---------- Document section ----------

Raleigh Audio Extreme Preamplifier
I can't believe it has been over ten years since the first version of the Raleigh Audio Line Stage saw the light of day. It hasn't changed much and it has changed greatly - this seeming contradiction means that the basic concept is the same but the implementation has been constantly improved through literally hundreds of hours of experiments and subsequent enhancements.
In my mind, the purpose of an audio system is to enjoy a musical performance and since this is a personal experience, it cannot be measured by meters. Thus, the only way to design the electronics to reproduce the musical performance is not analytically, but rather empirically by personal experience. Design - build - listen - repeat.
But I don't want to have all of the fun - since I know that many of you are DIY enthusiasts, I want you to share in the experience of developing a superb audio system. To that end, I have structured the Raleigh Audio products into two categories. First is the "Premium" version which has benefited from all of the many hours of experiments and subsequent enhancements. Second is the "Standard" version which offers the basic, functional, design without all of the enhancements. This gives you the opportunity to experiment and find the changes which you like best. An added benefit of the Standard version is that, because most of the enhancements are more expensive, the Standard version is cheaper than the Premium version.

----------

__Problems__.
• a. Return the stretch of the Raleigh Audio text from "Raleigh Audio Extreme" through "listen - repeat.", copied without change.
• b. According to the Raleigh Audio text, why must the electronics be designed empirically rather than analytically?

---------- Record extracts ----------

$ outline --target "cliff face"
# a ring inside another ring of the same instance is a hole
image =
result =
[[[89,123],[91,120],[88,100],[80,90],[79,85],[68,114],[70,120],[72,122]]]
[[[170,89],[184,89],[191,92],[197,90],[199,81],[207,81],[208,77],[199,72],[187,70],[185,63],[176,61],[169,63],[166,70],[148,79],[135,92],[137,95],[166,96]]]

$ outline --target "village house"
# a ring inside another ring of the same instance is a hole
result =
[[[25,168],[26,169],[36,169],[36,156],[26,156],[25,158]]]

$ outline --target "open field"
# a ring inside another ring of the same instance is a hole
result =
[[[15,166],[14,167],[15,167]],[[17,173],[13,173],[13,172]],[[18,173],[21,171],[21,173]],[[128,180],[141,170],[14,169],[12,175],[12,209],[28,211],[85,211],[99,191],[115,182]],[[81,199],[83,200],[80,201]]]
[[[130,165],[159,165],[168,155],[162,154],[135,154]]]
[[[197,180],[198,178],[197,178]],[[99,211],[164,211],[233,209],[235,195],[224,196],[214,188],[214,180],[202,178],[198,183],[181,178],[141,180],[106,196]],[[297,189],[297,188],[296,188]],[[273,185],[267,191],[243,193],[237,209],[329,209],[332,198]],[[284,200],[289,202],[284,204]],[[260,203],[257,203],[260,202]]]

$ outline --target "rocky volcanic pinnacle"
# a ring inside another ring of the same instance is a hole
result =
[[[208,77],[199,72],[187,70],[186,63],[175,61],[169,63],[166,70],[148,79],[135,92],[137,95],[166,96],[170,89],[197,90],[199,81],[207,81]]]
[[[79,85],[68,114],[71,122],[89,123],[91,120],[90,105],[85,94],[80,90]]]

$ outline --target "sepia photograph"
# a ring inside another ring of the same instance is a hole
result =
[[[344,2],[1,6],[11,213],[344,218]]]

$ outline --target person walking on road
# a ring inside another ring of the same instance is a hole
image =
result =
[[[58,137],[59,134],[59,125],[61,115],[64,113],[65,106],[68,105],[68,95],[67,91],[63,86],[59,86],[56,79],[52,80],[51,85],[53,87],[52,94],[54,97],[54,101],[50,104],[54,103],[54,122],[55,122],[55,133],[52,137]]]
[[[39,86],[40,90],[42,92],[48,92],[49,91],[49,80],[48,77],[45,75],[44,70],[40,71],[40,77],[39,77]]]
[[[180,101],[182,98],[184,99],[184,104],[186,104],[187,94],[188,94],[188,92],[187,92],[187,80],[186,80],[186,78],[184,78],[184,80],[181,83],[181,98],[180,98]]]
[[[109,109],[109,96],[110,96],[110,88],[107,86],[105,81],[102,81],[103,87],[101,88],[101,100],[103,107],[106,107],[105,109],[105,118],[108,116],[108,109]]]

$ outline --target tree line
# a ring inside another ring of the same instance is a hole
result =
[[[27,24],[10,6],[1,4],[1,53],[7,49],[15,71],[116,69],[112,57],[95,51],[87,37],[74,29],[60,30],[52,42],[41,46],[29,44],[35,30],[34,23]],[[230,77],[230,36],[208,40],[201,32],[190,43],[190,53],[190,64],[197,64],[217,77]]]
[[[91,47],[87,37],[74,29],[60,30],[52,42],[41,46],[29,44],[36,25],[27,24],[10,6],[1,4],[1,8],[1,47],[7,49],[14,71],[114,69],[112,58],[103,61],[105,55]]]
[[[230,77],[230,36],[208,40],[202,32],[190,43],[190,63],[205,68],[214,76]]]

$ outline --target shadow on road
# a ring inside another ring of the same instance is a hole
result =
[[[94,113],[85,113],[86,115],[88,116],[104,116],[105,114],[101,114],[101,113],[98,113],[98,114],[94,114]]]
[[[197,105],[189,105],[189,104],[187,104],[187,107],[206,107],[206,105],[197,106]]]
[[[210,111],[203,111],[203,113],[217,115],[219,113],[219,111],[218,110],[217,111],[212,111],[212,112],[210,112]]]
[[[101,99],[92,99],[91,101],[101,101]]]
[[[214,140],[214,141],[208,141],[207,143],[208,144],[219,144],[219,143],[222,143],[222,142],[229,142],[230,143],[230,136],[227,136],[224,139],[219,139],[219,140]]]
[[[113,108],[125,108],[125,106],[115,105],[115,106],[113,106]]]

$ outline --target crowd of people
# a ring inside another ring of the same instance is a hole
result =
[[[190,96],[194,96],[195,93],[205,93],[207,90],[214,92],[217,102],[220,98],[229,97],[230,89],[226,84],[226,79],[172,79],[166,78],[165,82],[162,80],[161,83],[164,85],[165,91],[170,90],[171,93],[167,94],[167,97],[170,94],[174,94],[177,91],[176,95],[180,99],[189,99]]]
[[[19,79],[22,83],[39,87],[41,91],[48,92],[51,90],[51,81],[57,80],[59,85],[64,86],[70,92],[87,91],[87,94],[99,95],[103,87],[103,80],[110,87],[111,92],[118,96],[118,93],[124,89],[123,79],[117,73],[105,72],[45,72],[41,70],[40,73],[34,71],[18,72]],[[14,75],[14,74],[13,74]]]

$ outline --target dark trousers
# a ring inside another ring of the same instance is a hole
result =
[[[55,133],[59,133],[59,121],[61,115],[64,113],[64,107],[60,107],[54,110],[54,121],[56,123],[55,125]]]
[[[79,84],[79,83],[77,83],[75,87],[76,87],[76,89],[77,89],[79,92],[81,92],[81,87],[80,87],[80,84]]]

----------

__Answers to the exercise__.
• a.
Raleigh Audio Extreme Preamplifier
I can't believe it has been over ten years since the first version of the Raleigh Audio Line Stage saw the light of day. It hasn't changed much and it has changed greatly - this seeming contradiction means that the basic concept is the same but the implementation has been constantly improved through literally hundreds of hours of experiments and subsequent enhancements.
In my mind, the purpose of an audio system is to enjoy a musical performance and since this is a personal experience, it cannot be measured by meters. Thus, the only way to design the electronics to reproduce the musical performance is not analytically, but rather empirically by personal experience. Design - build - listen - repeat.

• b. The purpose of an audio system is to enjoy a musical performance. That enjoyment is a personal experience that cannot be measured by meters, so the electronics can only be designed empirically, through personal experience, by a cycle of designing, building, listening and repeating.